-- Text follows --

Age-dependent changes in decay kinetics of NMDAR EPSCs. A, Representative normalized averaged NMDAR EPSCs at P7, P21, and P40. In all cases, the decay was best fitted by a double exponential function. The fitted functions are superimposed (black line) with their τ_fast and τ_slow values indicated. B, Plot of weighted τ (τ_ω) versus age. Note that values of τ_ω at P7 and P40 are significantly different from those at P12 and P21. For each age group, individual cells are indicated by an open circle, and the average from each age group is indicated by a closed symbol (error bars indicate SEM).C, Relative amplitude (in percentage) of fast and slow components versus time constant of decay. For each age group the mean τ_fast and the mean τ_slow are plotted versus their relative contribution to the total NMDAR EPSC.

Fig. 3.

Ifenprodil block of the NMDAR EPSC decreases with age. A–C, Average evoked EPSCs before and during bath application of 10 μm ifenprodil at P7 (A), P12 (B), and P21 (C). Note that only the NMDAR EPSC was reduced by ifenprodil. D, Mean percentage inhibition of the NMDAR EPSC induced by ifenprodil in the different age groups. The percentage inhibition was estimated by comparing the amplitude of the NMDAR EPSC 10 msec after the non-NMDAR peak in control conditions and 2 min after the onset of drug application. The percentage inhibition decreased significantly with age from 55 ± 4% at P7 (n = 6; p < 0.05) to 38 ± 8% at P12 (n = 6; p < 0.05) and 18 ± 6% at P21 (n = 6;p > 0.05).

Fig. 4.

-- Text concluded --
-- Dataset content follows --

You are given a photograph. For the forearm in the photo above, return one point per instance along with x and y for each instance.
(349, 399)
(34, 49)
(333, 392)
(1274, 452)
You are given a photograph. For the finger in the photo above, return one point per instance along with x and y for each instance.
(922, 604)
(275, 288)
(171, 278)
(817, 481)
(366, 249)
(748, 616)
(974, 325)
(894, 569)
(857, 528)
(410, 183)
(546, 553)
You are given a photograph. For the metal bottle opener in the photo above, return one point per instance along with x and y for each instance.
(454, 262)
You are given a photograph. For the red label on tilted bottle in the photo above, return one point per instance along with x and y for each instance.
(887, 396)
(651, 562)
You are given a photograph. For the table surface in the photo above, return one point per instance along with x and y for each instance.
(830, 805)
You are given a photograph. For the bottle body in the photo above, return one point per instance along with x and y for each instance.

-- Dataset content concluded --
-- Dataset content follows --

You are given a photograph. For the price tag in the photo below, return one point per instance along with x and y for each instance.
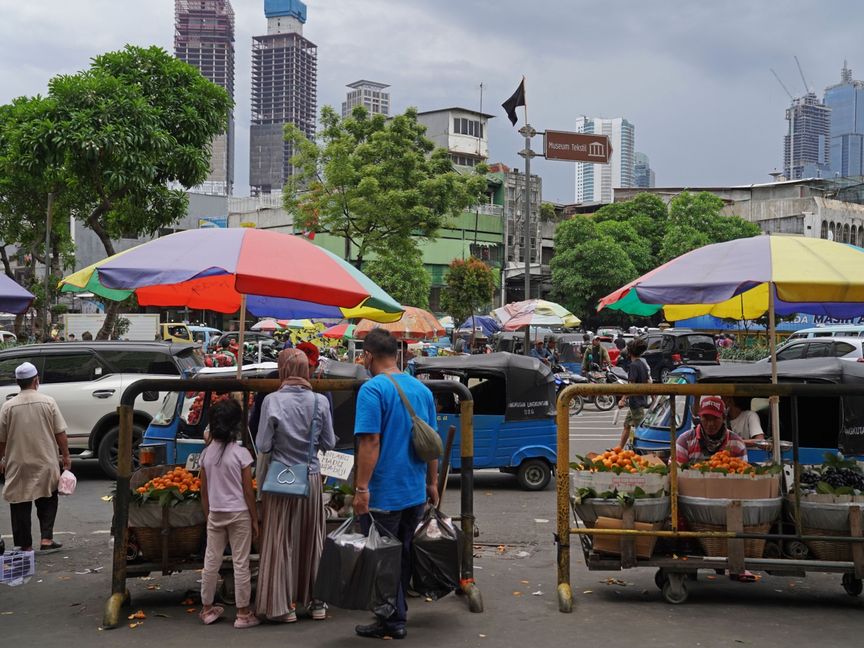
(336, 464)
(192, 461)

-- Dataset content concluded --

* **Exercises to complete**:
- A) In the figure legends, at what concentration was ifenprodil applied to the bath?
- B) List every postnatal age (written with "P") that appears in the figure legends.
The lines above are not needed for either task.

* **Responses by task**:
- A) 10 μm

- B) P7, P12, P21, P40